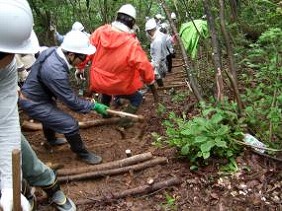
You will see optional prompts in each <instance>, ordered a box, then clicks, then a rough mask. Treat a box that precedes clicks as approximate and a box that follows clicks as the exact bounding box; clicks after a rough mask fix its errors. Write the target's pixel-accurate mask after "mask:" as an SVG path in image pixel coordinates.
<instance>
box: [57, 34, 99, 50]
mask: <svg viewBox="0 0 282 211" xmlns="http://www.w3.org/2000/svg"><path fill="white" fill-rule="evenodd" d="M61 48H62V49H63V50H65V51H69V52H73V53H80V54H88V55H90V54H93V53H95V52H96V48H95V46H94V45H91V44H90V40H89V37H88V36H87V35H86V34H85V33H83V32H81V31H70V32H68V33H67V34H66V35H65V38H64V40H63V43H62V44H61Z"/></svg>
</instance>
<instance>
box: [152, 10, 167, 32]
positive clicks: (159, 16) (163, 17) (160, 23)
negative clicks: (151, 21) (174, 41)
mask: <svg viewBox="0 0 282 211" xmlns="http://www.w3.org/2000/svg"><path fill="white" fill-rule="evenodd" d="M154 19H155V21H156V24H157V29H159V28H160V27H161V23H162V21H163V20H164V19H165V17H163V16H162V15H161V14H160V13H158V14H156V15H155V16H154Z"/></svg>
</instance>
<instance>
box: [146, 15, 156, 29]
mask: <svg viewBox="0 0 282 211" xmlns="http://www.w3.org/2000/svg"><path fill="white" fill-rule="evenodd" d="M156 27H157V23H156V21H155V19H154V18H151V19H149V20H148V21H147V22H146V24H145V31H148V30H152V29H154V28H156Z"/></svg>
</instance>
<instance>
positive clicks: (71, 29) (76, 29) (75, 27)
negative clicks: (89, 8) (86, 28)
mask: <svg viewBox="0 0 282 211" xmlns="http://www.w3.org/2000/svg"><path fill="white" fill-rule="evenodd" d="M83 29H84V26H83V25H82V23H80V22H78V21H76V22H74V24H72V27H71V30H73V31H83Z"/></svg>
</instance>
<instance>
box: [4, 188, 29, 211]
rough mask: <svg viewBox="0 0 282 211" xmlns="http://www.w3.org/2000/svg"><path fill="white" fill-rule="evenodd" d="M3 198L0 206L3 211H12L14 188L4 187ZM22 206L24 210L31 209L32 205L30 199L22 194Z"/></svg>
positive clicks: (21, 196) (24, 210) (21, 194)
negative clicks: (30, 204) (13, 188)
mask: <svg viewBox="0 0 282 211" xmlns="http://www.w3.org/2000/svg"><path fill="white" fill-rule="evenodd" d="M1 194H2V195H1V199H0V207H1V208H2V209H3V211H12V210H13V189H12V188H3V189H2V190H1ZM21 206H22V211H30V210H31V207H30V204H29V202H28V200H27V199H26V198H25V197H24V195H22V194H21Z"/></svg>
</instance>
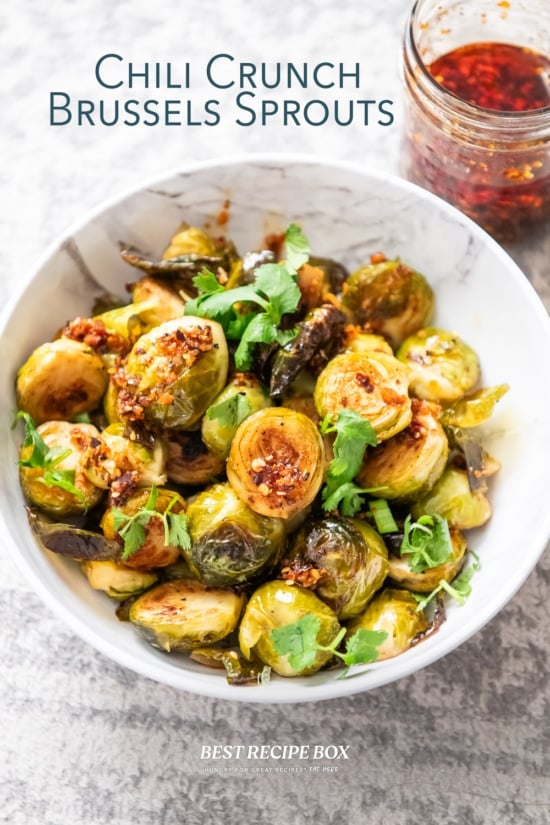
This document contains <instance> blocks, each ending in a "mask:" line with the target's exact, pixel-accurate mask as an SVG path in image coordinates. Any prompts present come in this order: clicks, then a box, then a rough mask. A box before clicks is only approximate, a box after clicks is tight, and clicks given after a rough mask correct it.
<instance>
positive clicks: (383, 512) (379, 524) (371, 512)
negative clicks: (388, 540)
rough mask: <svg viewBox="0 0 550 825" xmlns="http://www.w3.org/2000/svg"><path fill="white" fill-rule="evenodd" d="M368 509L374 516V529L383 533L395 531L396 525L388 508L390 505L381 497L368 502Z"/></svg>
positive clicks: (388, 532)
mask: <svg viewBox="0 0 550 825" xmlns="http://www.w3.org/2000/svg"><path fill="white" fill-rule="evenodd" d="M369 509H370V511H371V513H372V515H373V516H374V522H375V524H376V529H377V530H378V532H379V533H380V534H381V535H383V534H384V533H397V531H398V529H399V528H398V526H397V524H396V523H395V519H394V517H393V515H392V512H391V510H390V505H389V504H388V502H387V501H386V500H385V499H383V498H378V499H374V500H373V501H370V502H369Z"/></svg>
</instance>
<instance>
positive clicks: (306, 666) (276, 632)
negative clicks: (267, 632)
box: [271, 614, 321, 671]
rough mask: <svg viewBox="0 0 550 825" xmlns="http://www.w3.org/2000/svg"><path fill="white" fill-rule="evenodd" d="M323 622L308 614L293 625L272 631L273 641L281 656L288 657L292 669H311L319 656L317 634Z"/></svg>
mask: <svg viewBox="0 0 550 825" xmlns="http://www.w3.org/2000/svg"><path fill="white" fill-rule="evenodd" d="M320 629H321V622H320V620H319V619H318V618H317V616H313V615H311V614H306V615H305V616H302V617H301V618H300V619H298V620H297V621H296V622H293V623H292V624H287V625H283V627H276V628H275V629H274V630H272V631H271V641H272V643H273V647H274V648H275V652H276V653H278V654H279V656H287V655H288V662H289V664H290V667H291V668H292V669H293V670H296V671H300V670H305V668H308V667H311V666H312V665H313V664H314V662H315V658H316V656H317V634H318V633H319V630H320Z"/></svg>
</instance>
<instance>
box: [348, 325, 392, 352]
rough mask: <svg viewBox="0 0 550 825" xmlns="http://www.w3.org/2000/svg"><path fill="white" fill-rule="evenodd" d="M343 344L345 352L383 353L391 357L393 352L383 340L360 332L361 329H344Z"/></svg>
mask: <svg viewBox="0 0 550 825" xmlns="http://www.w3.org/2000/svg"><path fill="white" fill-rule="evenodd" d="M345 344H346V352H360V353H363V352H385V353H386V354H387V355H393V350H392V348H391V347H390V345H389V344H388V342H387V341H386V339H385V338H383V337H382V336H381V335H374V333H371V332H362V331H361V327H356V326H352V325H349V326H348V327H346V341H345Z"/></svg>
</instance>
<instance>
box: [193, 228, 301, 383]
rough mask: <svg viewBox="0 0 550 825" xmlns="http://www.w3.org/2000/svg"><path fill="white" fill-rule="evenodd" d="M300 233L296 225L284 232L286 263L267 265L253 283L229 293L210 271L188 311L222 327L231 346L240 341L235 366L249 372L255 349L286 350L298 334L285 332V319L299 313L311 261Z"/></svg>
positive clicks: (292, 332)
mask: <svg viewBox="0 0 550 825" xmlns="http://www.w3.org/2000/svg"><path fill="white" fill-rule="evenodd" d="M309 252H310V248H309V244H308V241H307V239H306V238H305V236H304V235H303V233H302V231H301V229H300V227H299V226H297V225H296V224H291V225H290V226H289V227H288V229H287V231H286V232H285V260H284V261H282V262H281V263H267V264H263V265H262V266H259V267H258V268H257V269H256V272H255V278H254V283H252V284H246V285H245V286H239V287H235V288H233V289H225V288H224V287H223V286H222V285H221V284H220V283H219V282H218V280H217V278H216V276H215V275H214V273H212V272H209V271H208V270H205V271H204V272H203V273H201V274H200V275H198V276H197V277H196V278H193V283H194V284H195V286H196V287H197V289H198V290H199V295H198V297H197V298H194V299H193V300H191V301H188V302H187V304H186V306H185V314H186V315H197V316H199V317H202V318H210V319H212V320H214V321H218V322H219V323H220V324H221V325H222V327H223V329H224V331H225V334H226V337H227V338H229V339H230V340H234V341H239V345H238V347H237V349H236V351H235V365H236V367H237V369H239V370H248V369H250V367H251V365H252V359H253V354H254V350H255V347H256V344H261V343H264V344H273V343H278V344H279V345H280V346H285V344H287V343H288V342H289V341H292V339H293V338H294V337H295V336H296V334H297V329H296V328H292V329H282V328H281V322H282V319H283V316H284V315H288V314H291V313H293V312H295V311H296V309H297V308H298V304H299V303H300V299H301V292H300V289H299V287H298V283H297V279H296V273H297V271H298V269H299V268H300V267H301V266H302V265H303V264H304V263H305V262H306V261H307V259H308V257H309Z"/></svg>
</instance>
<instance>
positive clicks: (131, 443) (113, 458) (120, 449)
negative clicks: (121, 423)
mask: <svg viewBox="0 0 550 825" xmlns="http://www.w3.org/2000/svg"><path fill="white" fill-rule="evenodd" d="M101 438H102V440H103V442H104V444H105V445H106V447H107V459H106V462H105V464H106V465H107V466H106V469H107V470H108V472H109V475H110V477H111V478H116V477H117V476H118V475H121V474H122V473H127V472H131V473H133V475H134V483H135V484H137V485H138V486H140V487H151V486H152V485H153V484H155V485H157V486H159V485H162V484H165V483H166V473H165V450H164V446H163V444H162V441H161V440H160V439H156V441H155V445H154V447H153V448H152V449H149V448H148V447H146V446H145V445H144V444H140V443H139V442H138V441H132V440H131V439H130V438H127V437H126V435H125V427H124V424H121V423H120V424H109V426H108V427H106V428H105V429H104V430H102V432H101Z"/></svg>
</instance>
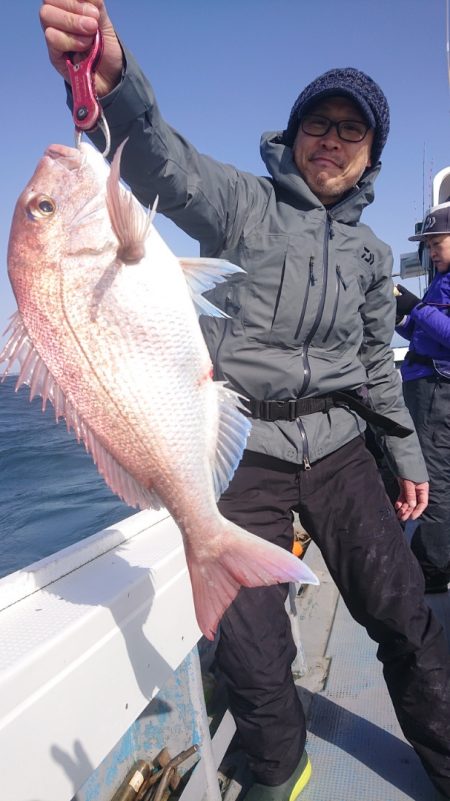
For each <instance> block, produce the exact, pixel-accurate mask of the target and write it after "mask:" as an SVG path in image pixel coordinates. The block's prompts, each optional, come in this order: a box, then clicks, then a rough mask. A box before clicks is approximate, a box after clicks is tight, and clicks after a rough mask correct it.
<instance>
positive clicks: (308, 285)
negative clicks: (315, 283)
mask: <svg viewBox="0 0 450 801" xmlns="http://www.w3.org/2000/svg"><path fill="white" fill-rule="evenodd" d="M315 283H316V279H315V276H314V256H310V257H309V280H308V283H307V285H306V292H305V297H304V298H303V306H302V310H301V312H300V319H299V321H298V325H297V329H296V331H295V335H294V336H295V339H297V338H298V337H299V335H300V331H301V330H302V325H303V320H304V319H305V314H306V304H307V303H308V297H309V288H310V287H311V286H314V284H315Z"/></svg>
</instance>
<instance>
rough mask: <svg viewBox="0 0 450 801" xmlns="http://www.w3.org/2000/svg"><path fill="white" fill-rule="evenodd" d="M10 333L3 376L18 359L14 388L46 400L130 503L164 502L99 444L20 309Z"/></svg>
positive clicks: (16, 389)
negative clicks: (36, 339)
mask: <svg viewBox="0 0 450 801" xmlns="http://www.w3.org/2000/svg"><path fill="white" fill-rule="evenodd" d="M8 330H10V331H11V335H10V337H9V339H8V341H7V343H6V345H5V347H4V348H3V350H2V352H1V353H0V362H3V361H6V363H7V365H6V369H5V371H4V376H6V375H7V374H8V371H9V370H10V369H11V367H12V366H13V365H14V363H15V362H18V363H19V365H20V370H19V376H18V378H17V382H16V391H17V390H18V389H19V387H21V386H22V385H26V386H29V387H30V401H31V400H33V398H34V397H36V396H41V397H42V411H45V408H46V405H47V401H50V403H51V404H52V406H53V407H54V410H55V417H56V419H57V420H59V418H60V417H63V418H64V419H65V421H66V426H67V430H68V431H70V430H72V431H73V432H74V433H75V436H76V438H77V440H78V442H83V443H84V446H85V448H86V450H87V451H88V452H89V453H90V454H91V456H92V458H93V460H94V463H95V465H96V466H97V469H98V471H99V473H100V474H101V475H102V476H103V478H104V479H105V481H106V483H107V484H108V486H109V487H110V489H112V491H113V492H115V493H116V494H117V495H118V496H119V497H120V498H122V500H124V501H125V503H127V504H128V505H129V506H133V507H135V508H138V509H161V507H162V506H163V504H162V502H161V500H160V499H159V497H158V495H157V494H156V492H154V491H153V490H152V489H149V488H147V487H143V486H142V485H141V484H139V482H138V481H136V479H135V478H133V476H132V475H130V473H128V472H127V471H126V470H125V468H123V467H122V466H121V465H120V464H119V463H118V462H117V461H116V460H115V459H114V457H113V456H112V455H111V454H110V453H109V451H108V450H106V448H105V447H104V446H103V445H102V444H101V442H100V441H99V440H98V438H97V437H96V435H95V434H94V432H93V430H92V429H91V428H90V427H89V426H88V425H87V423H86V422H85V420H84V419H83V418H82V417H81V415H80V414H78V412H77V411H76V409H75V407H74V406H73V405H72V404H71V403H70V401H69V400H68V399H67V397H66V396H65V394H64V393H63V391H62V389H61V387H60V386H59V384H58V383H57V381H56V380H55V378H54V377H53V376H52V374H51V373H50V371H49V370H48V368H47V366H46V364H45V363H44V362H43V361H42V359H41V357H40V356H39V353H38V352H37V350H36V349H35V347H34V345H33V343H32V342H31V339H30V338H29V336H28V332H27V329H26V327H25V325H24V323H23V320H22V317H21V315H20V314H19V312H16V313H15V314H14V315H13V317H12V319H11V323H10V326H9V329H8Z"/></svg>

§ **ACTIVITY**
How many lines of the items above contain the string "this"? Reply with the number alone.

§ **EXERCISE RESULT**
2